Goal.
The entries need to be copied exactly.

Information provided.

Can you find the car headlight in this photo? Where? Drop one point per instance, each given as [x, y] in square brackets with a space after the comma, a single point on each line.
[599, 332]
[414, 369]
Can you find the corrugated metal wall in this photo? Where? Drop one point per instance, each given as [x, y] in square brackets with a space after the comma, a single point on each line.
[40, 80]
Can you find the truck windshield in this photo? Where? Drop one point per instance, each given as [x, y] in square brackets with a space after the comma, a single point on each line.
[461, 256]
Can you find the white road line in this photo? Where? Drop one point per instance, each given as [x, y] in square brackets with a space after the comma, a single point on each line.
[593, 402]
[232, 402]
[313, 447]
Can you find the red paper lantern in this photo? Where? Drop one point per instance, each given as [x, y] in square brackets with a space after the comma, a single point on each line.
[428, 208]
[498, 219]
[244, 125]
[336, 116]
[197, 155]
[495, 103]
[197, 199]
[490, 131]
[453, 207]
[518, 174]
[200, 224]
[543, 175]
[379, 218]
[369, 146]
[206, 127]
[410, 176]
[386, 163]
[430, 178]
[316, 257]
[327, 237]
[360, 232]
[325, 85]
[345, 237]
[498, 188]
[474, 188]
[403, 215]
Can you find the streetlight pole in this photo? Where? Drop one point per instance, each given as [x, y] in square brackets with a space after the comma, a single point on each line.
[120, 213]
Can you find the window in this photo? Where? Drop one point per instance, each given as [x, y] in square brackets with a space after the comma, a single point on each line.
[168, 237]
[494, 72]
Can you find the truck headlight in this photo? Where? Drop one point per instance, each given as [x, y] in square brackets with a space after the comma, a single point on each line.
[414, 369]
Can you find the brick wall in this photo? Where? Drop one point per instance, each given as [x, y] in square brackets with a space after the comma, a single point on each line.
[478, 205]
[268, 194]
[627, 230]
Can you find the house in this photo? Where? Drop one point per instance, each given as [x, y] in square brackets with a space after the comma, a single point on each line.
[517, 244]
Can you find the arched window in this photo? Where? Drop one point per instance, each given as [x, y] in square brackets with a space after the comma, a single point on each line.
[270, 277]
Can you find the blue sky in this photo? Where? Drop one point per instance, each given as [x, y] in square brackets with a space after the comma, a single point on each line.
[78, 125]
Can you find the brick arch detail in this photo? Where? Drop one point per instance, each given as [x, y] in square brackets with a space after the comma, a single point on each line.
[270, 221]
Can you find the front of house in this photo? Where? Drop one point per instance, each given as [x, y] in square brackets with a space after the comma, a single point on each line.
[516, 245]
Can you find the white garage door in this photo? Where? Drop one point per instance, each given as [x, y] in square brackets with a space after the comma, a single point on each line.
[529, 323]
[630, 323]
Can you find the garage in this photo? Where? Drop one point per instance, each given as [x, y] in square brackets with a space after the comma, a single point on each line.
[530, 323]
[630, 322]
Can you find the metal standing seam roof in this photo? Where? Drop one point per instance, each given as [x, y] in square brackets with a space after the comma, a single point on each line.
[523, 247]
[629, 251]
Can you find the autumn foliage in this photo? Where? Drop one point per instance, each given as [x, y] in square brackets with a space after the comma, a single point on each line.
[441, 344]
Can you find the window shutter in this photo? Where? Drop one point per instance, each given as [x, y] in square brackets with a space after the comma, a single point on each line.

Result of this task.
Can you find the car headlight in this photo? Where? Drop one point per instance, each given as [x, y] in square brackets with a space after the comma, a single point on each line.
[599, 332]
[414, 369]
Can you find the corrugated metal wall in this photo? Where? Drop one point per instance, each given as [x, y] in square brackets with a space after the comma, a single point on each line.
[40, 80]
Can you find the truck windshield in this photo? Where? Drop one point per instance, each given as [x, y] in square brackets with a space after the comma, a single point on each line.
[461, 256]
Can you find the white road line in this photo? Where? Drop one point per instance, each given as [x, y] in square brackets with a space after the comma, a single point on each line.
[593, 402]
[232, 402]
[313, 447]
Can you find the red paper lantern in this photo? Where? Drop one point per instance, each given as [x, y] in square brackets with a space after the comma, a single point on each line.
[428, 208]
[498, 219]
[244, 125]
[336, 116]
[197, 155]
[495, 103]
[197, 199]
[490, 131]
[453, 207]
[518, 174]
[200, 224]
[543, 175]
[379, 218]
[369, 146]
[206, 127]
[410, 176]
[386, 163]
[430, 178]
[316, 257]
[327, 237]
[360, 232]
[325, 85]
[345, 237]
[498, 188]
[474, 188]
[403, 215]
Can you find the streetlight pole in this photo? Where? Drop one point per instance, each given as [x, y] in square brackets with a space after the comma, a single point on each line.
[120, 213]
Can you find the window in this photo? Where? Drop one point per instance, each given as [x, y] in square brackets with a space after the comma, a single point on each line.
[168, 237]
[494, 72]
Can you find the truck headlight in this photo? Where? Drop one point per instance, each given as [x, y] in square brackets with a space after the comma, a single point on each line.
[414, 369]
Can you find the brick wall in this photo? Where? Drop one point per instance, each given as [x, y] in square brackets with a space after the comma, a single point on each line.
[478, 205]
[268, 194]
[627, 230]
Can you find the house in this photo? Where? Drop one point per instance, each given as [x, y] in square brackets with a space after the comma, a single point on each line.
[517, 244]
Can you find the arched window in this photo? Where? Drop one point per instance, each given as [x, y] in square brackets with a space after the comma, a single point on each line.
[270, 277]
Can you find the blue sky in this photo? Where? Drop one point per instance, each given as [x, y] in square brackets with a space after the comma, a single point on each line.
[78, 125]
Can you find the brick arch detail in this photo? Where? Drop one point per instance, each given as [x, y] in square brackets with a space after the comma, a single point on each line.
[270, 221]
Can you find the front of house in this photo? Where? Drop one point per instance, each given as [x, y] in square brackets with a space after the comma, a single point on each line.
[516, 245]
Can you find the white garage door in this photo? Where? Drop one point per instance, each given as [x, y] in square brackets with a space after the comma, a single point on each line.
[529, 323]
[630, 323]
Can you find the garage in this photo? Where? Drop one point per instance, each given as [x, y] in square brackets with a space after the comma, a single point on each line.
[530, 323]
[630, 322]
Can you find the metal standing seam roof in this photo? Where? Drop one point per instance, each given as [x, y] in square brackets with a space after the comma, a single point on each line.
[523, 247]
[629, 251]
Can you find the autumn foliage in this photo? Where? Drop one point per instance, each given as [x, y] in square brackets with a space after the comma, a single point on each line.
[441, 344]
Can you find the window shutter in this photo? Where? Drop one point per instance, each given as [x, y] in square brackets with a space after the comma, a single point on each line.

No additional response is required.